# [WHAT YOU HAVE TO DO]
From the records below, pick out and copy every line that contains the word "water".

· · ·

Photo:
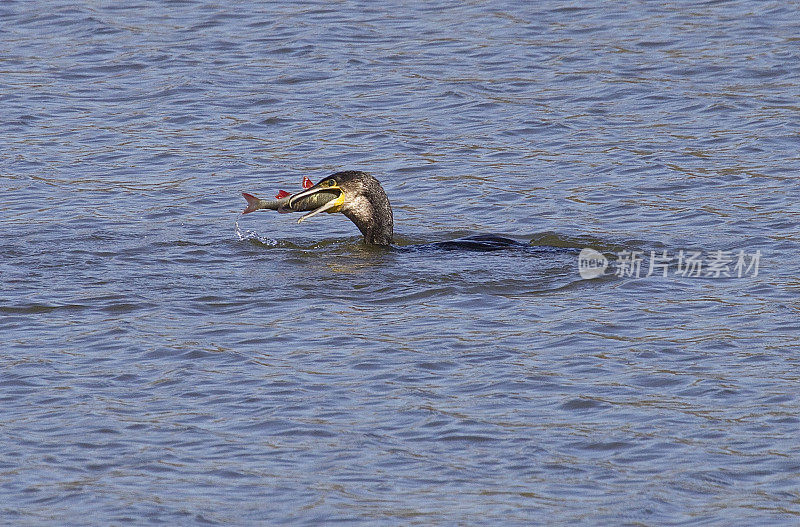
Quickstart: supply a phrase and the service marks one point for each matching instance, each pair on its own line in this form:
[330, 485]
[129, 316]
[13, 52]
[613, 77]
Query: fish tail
[252, 203]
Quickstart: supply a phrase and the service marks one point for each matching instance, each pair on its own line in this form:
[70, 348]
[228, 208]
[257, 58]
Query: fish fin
[252, 203]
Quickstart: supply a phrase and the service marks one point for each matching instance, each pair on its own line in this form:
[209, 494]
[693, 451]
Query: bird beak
[332, 206]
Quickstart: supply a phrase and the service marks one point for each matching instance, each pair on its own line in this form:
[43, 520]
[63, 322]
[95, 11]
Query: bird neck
[372, 214]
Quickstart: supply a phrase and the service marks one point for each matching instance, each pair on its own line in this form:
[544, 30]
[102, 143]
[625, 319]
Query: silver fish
[318, 202]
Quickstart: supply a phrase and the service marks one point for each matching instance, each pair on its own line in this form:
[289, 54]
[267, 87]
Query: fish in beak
[322, 197]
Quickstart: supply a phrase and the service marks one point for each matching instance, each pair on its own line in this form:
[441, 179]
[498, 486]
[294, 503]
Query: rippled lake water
[158, 368]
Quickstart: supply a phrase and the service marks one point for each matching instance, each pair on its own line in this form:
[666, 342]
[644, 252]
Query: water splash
[249, 235]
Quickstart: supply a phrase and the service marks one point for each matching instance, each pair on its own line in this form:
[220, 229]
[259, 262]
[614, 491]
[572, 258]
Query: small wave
[253, 236]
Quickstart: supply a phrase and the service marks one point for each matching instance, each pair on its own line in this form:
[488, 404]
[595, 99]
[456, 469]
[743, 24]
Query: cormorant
[361, 198]
[355, 194]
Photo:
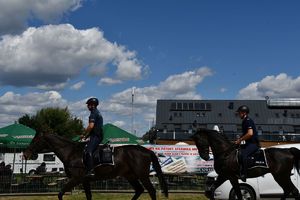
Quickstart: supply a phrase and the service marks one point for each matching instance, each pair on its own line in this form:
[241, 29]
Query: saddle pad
[258, 159]
[104, 155]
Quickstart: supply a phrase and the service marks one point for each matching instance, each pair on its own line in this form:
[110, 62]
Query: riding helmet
[93, 100]
[243, 108]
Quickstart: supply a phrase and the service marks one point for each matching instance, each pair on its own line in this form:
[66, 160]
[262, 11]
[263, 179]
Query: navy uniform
[95, 134]
[251, 144]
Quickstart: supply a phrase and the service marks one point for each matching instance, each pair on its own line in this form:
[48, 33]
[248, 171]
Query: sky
[59, 53]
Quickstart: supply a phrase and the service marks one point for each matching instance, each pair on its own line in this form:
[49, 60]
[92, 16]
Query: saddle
[257, 159]
[103, 155]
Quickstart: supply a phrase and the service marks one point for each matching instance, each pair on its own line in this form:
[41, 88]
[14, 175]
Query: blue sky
[59, 53]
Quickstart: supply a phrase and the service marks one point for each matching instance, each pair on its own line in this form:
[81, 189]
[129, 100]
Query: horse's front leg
[68, 187]
[220, 180]
[236, 187]
[87, 189]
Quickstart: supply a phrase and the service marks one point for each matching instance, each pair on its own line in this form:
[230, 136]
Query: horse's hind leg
[287, 185]
[148, 185]
[67, 187]
[138, 188]
[87, 189]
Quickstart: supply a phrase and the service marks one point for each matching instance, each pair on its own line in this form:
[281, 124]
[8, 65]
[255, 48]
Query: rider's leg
[90, 148]
[246, 152]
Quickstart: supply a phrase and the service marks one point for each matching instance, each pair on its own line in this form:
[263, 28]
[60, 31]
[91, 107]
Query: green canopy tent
[116, 135]
[16, 136]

· · ·

# [OUTPUT FOR THIS TASK]
Query: rippled lake water
Query: water splash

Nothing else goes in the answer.